_Written request:_
Convert the material below into a Markdown table with two columns, Row and Material line, giving each line its own numbered row, skipping blank lines and leaving out the pictures.
---- Given entries
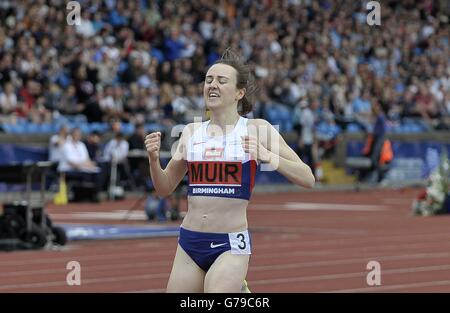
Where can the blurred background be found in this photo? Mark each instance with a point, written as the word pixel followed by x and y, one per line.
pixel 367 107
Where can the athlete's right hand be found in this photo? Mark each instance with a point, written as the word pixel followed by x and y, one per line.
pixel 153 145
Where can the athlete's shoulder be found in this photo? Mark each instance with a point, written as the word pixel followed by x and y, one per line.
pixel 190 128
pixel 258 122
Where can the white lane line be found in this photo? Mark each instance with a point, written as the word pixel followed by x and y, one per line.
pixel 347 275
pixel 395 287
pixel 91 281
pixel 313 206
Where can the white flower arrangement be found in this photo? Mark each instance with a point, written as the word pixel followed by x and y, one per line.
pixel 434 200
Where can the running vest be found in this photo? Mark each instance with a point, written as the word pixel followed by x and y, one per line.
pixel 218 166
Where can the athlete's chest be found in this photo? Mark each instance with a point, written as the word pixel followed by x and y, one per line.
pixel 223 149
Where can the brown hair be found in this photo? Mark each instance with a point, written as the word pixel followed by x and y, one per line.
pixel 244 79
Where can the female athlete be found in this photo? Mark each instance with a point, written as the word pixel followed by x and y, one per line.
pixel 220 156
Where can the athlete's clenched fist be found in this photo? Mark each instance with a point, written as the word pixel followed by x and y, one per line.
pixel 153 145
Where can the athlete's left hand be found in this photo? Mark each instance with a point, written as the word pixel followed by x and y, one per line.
--------
_Result:_
| Row | Material line |
|---|---|
| 1 | Where can the blurred background be found in this photo? Mark each instance with a point, written as the word pixel followed by x and y, one per line. |
| 2 | pixel 367 107 |
| 3 | Where can the athlete's right hand be found in this photo? Mark each instance with a point, written as the word pixel followed by x and y, one per line. |
| 4 | pixel 153 145 |
| 5 | Where can the athlete's shoulder be found in this photo? Mark each instance with a point, written as the word pixel followed by x and y, one per line. |
| 6 | pixel 190 128 |
| 7 | pixel 258 122 |
| 8 | Where can the white lane line be found in this photo? Mark each instance with a point, written as the word pixel followed by x and y, one per line. |
| 9 | pixel 347 275 |
| 10 | pixel 395 287 |
| 11 | pixel 91 281 |
| 12 | pixel 313 206 |
| 13 | Where can the white flower arrangement be found in this photo? Mark each instance with a point, written as the word pixel followed by x and y, one per line. |
| 14 | pixel 434 200 |
| 15 | Where can the running vest be found in this photo? Mark each instance with a point, written as the word pixel followed by x and y, one per line. |
| 16 | pixel 218 166 |
| 17 | Where can the athlete's chest be found in this photo? Mark each instance with a point, written as the word pixel followed by x and y, one per line. |
| 18 | pixel 223 149 |
| 19 | Where can the brown hair be found in this photo? Mark each instance with a point, written as the word pixel followed by x and y, one per line. |
| 20 | pixel 244 79 |
| 21 | Where can the female athlete be found in this photo? Mark each instance with a point, written as the word pixel followed by x and y, one per line. |
| 22 | pixel 220 156 |
| 23 | Where can the athlete's clenched fist be found in this photo? Mark each instance with a point, written as the word pixel followed by x and y, one per line. |
| 24 | pixel 153 145 |
| 25 | Where can the athlete's left hand be found in this photo? Mark each instance with a point, written as the word pixel followed by x and y, one per line. |